EXTRAIT À LIRE |
※
Les douces choses, Alice Dekker raconte Louise de Vilmorin

Pour ceux qui aiment l’œuvre élégante (mais un peu démodée) de Louise de Vilmorin, le livre d’Alice Dekker, Les Douces choses, arrive à point nommé. Non qu’elle se soit lancée dans une biographie de la romancière, il ne s’agit nullement de cela, mais parce qu’une femme parle d’une autre femme, en essayant de comparer sa propre vie, ses peines, ses amours, ses joies, ses défaites, avec celles de son modèle. La méthode est fort risquée, et pourrait paraître à juste titre fort prétentieuse. Ce n’est pas le cas : les deux femmes cohabitent dans le même livre, chacune à sa place, chacune à son époque, et le résultat est satisfaisant. 

Femme de lettres et de voyages

Encore faut-il accorder un minimum d’intérêt à cette grande dame qui écrivit, entre autres, Madame de, et Sainte Unefois. Louis de Vilmorin est née en 1902 et morte en 1969. Elle habitait la propriété de Verrières le Buisson, près de Paris, maison de la famille des Vilmorin, grainetiers bien connus. Femme de lettres et de voyages, avant d’être mondaine, amie des écrivains de son temps, comme Cocteau ou Malraux, elle tenait salon avec eux, comme on imagine ces femmes du XVIIIe siècle, qui ont laissé un nom dans l’histoire littéraire de la France.
※
DONNÉES FOURNIES |
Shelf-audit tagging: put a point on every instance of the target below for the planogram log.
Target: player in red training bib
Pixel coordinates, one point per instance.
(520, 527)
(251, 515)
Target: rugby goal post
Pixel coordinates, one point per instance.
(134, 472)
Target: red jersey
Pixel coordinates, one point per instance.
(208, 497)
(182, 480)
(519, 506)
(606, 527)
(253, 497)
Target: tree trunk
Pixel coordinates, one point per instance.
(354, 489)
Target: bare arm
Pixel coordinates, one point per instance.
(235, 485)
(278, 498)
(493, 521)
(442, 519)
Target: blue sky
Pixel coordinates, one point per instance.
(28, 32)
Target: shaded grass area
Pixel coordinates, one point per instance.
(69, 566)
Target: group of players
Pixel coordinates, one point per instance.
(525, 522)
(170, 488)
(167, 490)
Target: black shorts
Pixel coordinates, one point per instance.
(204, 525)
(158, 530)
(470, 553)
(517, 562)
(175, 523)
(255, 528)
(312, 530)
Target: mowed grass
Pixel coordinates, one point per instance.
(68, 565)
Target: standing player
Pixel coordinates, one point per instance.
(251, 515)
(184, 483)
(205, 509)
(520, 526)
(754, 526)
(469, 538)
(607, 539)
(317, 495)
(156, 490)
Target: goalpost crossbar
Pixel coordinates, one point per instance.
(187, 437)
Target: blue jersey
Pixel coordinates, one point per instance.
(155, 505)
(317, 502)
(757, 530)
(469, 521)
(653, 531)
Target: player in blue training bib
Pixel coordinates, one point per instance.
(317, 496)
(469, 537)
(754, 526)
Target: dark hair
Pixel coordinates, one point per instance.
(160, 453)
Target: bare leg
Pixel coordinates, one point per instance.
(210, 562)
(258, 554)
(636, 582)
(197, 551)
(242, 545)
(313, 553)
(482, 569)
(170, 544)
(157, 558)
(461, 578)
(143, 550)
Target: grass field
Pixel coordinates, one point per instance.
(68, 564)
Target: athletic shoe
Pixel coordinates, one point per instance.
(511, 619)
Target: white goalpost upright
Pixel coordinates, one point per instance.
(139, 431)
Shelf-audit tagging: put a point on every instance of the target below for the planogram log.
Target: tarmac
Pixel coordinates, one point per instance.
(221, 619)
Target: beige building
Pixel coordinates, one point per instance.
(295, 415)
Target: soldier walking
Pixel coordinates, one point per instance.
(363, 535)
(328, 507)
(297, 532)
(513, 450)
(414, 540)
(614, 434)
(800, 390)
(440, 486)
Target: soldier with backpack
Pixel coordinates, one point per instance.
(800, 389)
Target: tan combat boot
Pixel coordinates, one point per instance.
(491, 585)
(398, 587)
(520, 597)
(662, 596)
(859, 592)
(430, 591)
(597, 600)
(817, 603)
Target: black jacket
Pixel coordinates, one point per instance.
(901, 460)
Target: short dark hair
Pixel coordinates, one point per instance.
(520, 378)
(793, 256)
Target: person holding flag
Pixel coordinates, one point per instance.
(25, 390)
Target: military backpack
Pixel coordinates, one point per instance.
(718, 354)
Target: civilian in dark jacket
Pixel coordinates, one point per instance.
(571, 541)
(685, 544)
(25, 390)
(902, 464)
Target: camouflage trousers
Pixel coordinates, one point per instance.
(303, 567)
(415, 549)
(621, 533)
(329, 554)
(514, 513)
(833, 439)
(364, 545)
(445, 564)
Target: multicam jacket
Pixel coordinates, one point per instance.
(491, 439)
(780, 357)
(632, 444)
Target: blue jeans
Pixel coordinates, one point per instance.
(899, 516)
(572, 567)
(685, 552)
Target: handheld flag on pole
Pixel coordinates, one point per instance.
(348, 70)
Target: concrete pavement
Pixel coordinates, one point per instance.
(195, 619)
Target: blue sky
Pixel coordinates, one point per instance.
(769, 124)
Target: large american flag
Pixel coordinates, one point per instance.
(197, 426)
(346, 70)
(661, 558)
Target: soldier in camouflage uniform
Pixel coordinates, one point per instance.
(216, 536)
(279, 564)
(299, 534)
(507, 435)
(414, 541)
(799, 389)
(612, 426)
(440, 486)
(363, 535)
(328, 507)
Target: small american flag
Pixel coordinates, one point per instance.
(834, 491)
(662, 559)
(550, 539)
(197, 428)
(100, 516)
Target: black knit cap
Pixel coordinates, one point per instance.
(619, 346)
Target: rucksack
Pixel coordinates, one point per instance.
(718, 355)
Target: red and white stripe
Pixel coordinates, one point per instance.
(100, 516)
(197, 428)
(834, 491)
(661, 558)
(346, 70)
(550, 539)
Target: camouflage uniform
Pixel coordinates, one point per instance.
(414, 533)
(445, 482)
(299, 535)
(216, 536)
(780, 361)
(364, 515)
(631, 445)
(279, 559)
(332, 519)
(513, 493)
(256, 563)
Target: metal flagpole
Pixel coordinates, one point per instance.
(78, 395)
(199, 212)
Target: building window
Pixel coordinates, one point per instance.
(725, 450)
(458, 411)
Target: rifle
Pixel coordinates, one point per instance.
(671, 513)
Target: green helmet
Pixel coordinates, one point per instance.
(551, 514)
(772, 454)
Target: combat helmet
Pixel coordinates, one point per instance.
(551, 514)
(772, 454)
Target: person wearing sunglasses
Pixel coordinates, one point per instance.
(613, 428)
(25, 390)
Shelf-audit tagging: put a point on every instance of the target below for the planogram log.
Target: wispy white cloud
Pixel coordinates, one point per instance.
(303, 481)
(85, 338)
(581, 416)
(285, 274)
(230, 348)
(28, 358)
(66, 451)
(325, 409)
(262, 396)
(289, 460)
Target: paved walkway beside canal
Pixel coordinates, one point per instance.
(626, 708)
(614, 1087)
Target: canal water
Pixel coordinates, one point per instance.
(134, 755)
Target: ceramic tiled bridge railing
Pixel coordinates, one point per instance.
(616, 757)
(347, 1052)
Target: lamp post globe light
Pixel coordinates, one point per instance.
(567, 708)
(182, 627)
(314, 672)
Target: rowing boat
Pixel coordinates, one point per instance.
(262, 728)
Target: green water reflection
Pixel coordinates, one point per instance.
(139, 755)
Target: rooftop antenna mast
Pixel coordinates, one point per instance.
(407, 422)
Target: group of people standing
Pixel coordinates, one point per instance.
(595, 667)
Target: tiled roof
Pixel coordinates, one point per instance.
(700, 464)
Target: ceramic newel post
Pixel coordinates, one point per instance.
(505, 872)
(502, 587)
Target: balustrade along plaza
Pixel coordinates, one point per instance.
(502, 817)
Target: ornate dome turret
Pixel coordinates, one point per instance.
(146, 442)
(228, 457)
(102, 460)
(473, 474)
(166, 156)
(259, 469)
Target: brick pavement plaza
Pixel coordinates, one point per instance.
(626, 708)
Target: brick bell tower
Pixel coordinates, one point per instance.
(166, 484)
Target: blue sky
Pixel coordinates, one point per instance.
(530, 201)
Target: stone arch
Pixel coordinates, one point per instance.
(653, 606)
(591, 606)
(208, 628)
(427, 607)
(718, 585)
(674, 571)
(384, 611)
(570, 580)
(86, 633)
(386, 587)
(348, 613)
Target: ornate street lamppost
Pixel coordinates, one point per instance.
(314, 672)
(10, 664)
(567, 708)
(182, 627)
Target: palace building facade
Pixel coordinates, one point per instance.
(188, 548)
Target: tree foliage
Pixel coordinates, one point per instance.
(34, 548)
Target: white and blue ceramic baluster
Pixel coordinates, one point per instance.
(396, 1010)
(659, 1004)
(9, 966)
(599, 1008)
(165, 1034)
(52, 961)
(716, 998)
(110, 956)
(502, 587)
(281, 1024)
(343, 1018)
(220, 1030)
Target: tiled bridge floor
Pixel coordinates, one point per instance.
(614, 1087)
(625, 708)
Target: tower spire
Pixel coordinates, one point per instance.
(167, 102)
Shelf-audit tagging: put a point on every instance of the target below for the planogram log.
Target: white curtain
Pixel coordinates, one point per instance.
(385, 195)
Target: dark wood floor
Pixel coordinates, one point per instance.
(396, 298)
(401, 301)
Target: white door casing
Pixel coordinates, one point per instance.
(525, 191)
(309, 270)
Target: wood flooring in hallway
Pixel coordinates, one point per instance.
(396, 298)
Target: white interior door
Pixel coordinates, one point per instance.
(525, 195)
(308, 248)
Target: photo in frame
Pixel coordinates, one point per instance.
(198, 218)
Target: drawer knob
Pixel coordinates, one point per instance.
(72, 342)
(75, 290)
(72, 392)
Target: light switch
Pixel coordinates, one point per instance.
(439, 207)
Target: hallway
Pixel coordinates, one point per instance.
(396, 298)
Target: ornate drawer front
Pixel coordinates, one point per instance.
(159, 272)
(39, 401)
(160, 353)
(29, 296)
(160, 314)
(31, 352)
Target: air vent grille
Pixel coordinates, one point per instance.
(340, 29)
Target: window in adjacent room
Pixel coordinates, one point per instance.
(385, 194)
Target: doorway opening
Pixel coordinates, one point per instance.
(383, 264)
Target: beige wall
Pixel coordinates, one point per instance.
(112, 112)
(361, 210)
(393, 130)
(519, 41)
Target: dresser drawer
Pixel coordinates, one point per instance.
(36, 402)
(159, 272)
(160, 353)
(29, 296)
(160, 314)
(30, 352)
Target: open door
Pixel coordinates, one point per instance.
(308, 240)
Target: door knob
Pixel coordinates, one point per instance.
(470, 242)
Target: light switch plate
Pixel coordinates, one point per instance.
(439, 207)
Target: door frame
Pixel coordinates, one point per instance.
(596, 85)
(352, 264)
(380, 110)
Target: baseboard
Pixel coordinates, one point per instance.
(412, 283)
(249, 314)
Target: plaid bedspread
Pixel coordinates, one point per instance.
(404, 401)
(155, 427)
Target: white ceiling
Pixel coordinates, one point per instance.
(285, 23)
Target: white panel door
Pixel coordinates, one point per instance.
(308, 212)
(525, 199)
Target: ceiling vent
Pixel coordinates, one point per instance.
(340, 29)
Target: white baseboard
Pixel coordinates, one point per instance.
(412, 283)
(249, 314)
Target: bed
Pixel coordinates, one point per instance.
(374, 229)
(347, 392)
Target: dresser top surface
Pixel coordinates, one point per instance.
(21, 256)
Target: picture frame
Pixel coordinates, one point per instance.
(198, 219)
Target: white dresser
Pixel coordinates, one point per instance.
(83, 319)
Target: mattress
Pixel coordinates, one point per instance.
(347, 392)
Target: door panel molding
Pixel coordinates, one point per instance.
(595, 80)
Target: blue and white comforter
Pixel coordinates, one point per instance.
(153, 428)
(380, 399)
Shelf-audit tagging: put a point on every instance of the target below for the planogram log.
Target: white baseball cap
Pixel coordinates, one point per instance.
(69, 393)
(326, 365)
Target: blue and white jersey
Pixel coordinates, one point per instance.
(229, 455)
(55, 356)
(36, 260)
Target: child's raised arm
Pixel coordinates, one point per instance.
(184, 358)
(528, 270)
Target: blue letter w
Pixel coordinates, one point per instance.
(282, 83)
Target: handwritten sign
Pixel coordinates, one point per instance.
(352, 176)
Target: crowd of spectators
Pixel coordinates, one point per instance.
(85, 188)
※
EXERCICES PROPOSÉS |
**a)** Dans l'extrait, reproduisez le passage qui s'ouvre sur les mots « Pour ceux qui » et se clôt sur « résultat est satisfaisant. », en substituant « présomptueuse » à « prétentieuse ».
**b)** Comptez les lignes de données contenant la chaîne « dresser », en respectant la casse, et indiquez uniquement ce nombre.
L'extrait et les lignes de données n'ont aucun rapport entre eux.

EXERCICES CORRIGÉS |
**a)**
Pour ceux qui aiment l’œuvre élégante (mais un peu démodée) de Louise de Vilmorin, le livre d’Alice Dekker, Les Douces choses, arrive à point nommé. Non qu’elle se soit lancée dans une biographie de la romancière, il ne s’agit nullement de cela, mais parce qu’une femme parle d’une autre femme, en essayant de comparer sa propre vie, ses peines, ses amours, ses joies, ses défaites, avec celles de son modèle. La méthode est fort risquée, et pourrait paraître à juste titre fort présomptueuse. Ce n’est pas le cas : les deux femmes cohabitent dans le même livre, chacune à sa place, chacune à son époque, et le résultat est satisfaisant.

**b)** 3